— Begin —

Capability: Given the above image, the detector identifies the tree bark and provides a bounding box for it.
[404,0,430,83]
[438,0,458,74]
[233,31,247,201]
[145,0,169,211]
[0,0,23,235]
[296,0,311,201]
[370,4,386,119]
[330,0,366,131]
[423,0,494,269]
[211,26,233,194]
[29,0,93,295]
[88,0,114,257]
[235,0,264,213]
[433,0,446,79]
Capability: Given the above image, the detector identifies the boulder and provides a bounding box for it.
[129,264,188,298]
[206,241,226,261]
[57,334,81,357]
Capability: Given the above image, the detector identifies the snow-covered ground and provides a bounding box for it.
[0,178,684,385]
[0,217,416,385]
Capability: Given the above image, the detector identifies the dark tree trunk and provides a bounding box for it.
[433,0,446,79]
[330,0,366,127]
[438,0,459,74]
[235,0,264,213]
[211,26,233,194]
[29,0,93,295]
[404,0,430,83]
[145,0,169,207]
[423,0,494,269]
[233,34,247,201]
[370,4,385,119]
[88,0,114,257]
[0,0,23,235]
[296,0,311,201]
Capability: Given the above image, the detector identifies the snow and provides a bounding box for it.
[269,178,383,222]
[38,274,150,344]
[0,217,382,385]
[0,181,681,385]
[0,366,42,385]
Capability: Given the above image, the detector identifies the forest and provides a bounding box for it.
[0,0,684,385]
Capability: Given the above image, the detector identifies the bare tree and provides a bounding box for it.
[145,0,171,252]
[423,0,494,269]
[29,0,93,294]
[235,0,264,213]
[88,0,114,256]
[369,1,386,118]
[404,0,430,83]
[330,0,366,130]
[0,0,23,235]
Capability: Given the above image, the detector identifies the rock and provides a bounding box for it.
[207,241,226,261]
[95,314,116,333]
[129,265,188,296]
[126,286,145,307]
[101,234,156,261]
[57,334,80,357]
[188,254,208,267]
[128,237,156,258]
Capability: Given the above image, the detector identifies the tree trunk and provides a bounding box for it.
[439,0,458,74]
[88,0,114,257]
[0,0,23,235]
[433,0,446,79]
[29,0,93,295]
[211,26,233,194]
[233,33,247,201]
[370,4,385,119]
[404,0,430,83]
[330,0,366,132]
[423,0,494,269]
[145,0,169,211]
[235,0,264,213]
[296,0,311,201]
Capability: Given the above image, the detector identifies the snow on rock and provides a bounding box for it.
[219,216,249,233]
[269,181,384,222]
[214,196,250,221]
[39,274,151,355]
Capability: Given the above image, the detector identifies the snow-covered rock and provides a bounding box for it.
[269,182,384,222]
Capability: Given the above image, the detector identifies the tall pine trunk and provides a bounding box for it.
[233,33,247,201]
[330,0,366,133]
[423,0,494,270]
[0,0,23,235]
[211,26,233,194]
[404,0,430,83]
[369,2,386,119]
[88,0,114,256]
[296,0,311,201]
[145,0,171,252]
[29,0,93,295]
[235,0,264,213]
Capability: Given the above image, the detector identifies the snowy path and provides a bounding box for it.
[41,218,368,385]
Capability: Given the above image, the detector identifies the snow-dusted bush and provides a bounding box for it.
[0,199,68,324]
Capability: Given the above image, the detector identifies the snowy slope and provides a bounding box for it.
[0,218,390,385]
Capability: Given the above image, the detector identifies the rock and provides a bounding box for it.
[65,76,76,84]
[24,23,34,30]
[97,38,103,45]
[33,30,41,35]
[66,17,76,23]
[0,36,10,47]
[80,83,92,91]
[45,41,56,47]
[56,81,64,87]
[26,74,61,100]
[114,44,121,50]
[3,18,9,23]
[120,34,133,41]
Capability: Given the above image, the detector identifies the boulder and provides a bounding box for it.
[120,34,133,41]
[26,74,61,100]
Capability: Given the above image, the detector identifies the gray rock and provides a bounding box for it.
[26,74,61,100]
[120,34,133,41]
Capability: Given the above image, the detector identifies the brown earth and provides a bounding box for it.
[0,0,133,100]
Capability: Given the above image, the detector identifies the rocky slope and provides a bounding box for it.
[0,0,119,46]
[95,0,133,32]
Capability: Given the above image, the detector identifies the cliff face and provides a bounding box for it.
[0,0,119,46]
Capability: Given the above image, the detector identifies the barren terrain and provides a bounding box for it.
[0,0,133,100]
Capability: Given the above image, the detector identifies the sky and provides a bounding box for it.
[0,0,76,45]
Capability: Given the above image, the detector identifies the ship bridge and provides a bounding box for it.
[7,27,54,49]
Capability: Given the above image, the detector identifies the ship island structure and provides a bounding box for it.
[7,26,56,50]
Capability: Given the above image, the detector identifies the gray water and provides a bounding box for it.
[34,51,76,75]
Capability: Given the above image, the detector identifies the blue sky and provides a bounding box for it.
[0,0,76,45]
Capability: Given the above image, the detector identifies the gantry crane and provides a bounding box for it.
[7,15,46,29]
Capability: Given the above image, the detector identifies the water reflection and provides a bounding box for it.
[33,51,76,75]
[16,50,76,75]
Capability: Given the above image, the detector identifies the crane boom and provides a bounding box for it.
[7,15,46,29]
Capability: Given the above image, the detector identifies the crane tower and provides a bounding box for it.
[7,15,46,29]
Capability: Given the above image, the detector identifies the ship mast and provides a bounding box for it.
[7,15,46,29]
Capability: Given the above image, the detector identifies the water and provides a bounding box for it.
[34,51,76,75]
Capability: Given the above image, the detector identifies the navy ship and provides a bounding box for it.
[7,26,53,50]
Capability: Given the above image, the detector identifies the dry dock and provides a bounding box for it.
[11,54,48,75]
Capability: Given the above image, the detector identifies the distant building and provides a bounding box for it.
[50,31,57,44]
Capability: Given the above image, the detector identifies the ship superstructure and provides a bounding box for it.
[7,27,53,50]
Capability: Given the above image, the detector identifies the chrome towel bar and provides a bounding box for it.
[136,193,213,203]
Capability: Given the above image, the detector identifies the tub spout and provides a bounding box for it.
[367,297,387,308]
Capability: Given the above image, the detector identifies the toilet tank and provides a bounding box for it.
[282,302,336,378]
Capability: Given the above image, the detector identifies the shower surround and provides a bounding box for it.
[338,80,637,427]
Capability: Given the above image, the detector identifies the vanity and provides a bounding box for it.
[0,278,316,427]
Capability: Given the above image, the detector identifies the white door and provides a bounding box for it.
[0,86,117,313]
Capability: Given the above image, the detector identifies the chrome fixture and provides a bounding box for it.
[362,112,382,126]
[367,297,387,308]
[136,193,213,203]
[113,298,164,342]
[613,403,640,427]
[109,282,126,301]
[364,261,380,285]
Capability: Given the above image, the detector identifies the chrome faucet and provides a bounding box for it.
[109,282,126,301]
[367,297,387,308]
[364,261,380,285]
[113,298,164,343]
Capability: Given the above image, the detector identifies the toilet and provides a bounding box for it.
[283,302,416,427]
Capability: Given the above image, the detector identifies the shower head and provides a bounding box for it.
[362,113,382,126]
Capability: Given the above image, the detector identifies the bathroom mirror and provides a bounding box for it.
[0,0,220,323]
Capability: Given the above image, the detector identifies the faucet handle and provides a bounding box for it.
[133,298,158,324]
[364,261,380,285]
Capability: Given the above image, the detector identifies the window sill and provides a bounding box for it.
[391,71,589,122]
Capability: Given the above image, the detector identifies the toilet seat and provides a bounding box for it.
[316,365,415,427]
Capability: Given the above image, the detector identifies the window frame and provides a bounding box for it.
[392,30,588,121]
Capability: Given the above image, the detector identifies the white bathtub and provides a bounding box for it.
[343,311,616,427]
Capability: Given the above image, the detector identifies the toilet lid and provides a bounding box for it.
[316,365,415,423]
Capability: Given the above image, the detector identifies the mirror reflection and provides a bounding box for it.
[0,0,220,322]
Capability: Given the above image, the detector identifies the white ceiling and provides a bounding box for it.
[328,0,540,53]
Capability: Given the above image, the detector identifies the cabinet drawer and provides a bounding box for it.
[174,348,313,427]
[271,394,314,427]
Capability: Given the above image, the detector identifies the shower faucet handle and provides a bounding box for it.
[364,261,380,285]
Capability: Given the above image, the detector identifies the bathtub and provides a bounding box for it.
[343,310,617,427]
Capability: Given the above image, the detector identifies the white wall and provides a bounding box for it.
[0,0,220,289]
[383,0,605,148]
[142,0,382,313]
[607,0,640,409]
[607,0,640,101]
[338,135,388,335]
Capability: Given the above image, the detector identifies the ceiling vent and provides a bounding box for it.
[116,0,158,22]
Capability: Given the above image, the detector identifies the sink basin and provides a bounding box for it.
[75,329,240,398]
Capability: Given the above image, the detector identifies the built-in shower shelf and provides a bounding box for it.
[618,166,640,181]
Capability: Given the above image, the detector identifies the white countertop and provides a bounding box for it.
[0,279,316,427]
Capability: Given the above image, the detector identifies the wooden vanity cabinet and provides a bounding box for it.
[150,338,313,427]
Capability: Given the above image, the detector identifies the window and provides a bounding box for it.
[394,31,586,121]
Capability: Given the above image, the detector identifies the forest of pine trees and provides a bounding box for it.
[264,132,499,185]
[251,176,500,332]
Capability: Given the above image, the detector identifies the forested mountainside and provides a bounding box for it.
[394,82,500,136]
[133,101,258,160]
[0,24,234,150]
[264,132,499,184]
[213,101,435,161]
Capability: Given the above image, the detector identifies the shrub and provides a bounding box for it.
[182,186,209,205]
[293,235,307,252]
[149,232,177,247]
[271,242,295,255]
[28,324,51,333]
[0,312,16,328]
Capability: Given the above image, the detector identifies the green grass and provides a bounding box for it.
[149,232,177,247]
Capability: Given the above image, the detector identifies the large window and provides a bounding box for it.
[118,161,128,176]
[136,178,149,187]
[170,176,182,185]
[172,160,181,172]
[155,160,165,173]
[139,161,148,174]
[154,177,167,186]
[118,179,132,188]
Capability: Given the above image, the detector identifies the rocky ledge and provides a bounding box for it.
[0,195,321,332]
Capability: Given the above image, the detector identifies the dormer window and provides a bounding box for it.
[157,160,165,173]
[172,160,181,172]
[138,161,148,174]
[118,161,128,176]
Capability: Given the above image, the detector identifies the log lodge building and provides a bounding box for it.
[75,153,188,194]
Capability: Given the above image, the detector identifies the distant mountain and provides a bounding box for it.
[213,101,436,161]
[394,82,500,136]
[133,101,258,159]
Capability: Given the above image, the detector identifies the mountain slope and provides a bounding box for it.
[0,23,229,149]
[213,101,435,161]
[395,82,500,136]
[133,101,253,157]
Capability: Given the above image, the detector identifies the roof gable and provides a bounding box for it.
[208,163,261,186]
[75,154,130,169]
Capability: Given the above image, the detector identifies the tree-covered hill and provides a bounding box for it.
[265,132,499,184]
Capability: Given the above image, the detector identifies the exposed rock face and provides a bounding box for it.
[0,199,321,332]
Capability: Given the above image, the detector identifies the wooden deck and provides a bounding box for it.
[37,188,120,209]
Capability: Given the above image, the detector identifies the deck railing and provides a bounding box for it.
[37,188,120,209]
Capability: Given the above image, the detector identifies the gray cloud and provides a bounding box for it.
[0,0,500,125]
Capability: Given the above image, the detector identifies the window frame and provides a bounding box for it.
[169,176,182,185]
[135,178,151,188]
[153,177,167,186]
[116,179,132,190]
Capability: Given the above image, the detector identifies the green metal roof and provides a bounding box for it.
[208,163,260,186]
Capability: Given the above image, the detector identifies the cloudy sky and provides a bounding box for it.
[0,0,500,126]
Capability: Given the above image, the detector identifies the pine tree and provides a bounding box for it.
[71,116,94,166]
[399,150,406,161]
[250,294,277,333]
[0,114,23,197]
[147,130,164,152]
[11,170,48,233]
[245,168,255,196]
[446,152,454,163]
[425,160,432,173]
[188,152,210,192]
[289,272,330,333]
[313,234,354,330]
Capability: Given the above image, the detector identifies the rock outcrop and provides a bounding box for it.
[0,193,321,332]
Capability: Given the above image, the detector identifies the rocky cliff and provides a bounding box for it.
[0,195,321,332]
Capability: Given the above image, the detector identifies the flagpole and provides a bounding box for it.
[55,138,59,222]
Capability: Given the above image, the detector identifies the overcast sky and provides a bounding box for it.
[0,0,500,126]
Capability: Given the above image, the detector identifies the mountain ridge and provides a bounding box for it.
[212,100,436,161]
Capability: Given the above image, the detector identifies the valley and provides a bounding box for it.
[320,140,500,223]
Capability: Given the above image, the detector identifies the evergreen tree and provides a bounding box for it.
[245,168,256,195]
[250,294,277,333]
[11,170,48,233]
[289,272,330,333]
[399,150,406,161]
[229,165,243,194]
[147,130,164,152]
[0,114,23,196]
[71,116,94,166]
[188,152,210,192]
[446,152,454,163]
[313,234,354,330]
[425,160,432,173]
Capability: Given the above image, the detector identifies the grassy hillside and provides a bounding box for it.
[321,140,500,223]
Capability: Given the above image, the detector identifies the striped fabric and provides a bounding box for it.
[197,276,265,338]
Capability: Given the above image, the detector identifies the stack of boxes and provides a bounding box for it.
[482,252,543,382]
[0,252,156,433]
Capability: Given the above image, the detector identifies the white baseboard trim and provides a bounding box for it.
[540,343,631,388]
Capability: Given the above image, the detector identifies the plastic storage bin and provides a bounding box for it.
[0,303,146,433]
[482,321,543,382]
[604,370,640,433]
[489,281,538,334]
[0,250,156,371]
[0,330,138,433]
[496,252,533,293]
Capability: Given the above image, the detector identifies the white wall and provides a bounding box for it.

— End —

__Task to complete__
Could you copy out the lines above, from the first one through the line containing "[0,217,416,385]", with both of those lines included and every character unchanged?

__Written reply__
Capability: Given the above image, the detector identifies the tree bark and provides a bounding box for it.
[404,0,430,83]
[438,0,458,74]
[233,31,247,201]
[145,0,169,211]
[0,0,23,235]
[296,0,311,201]
[370,4,386,119]
[330,0,366,131]
[423,0,494,269]
[211,26,233,194]
[29,0,93,295]
[88,0,114,257]
[235,0,264,213]
[433,0,446,79]
Capability: Given the above image, the detector identifies the boulder and provides a bounding box for it.
[129,264,188,298]
[206,241,226,261]
[57,334,81,357]
Capability: Given the above image, the detector identifies the snow-covered ground and provides a bounding box for it.
[0,178,684,385]
[0,217,416,385]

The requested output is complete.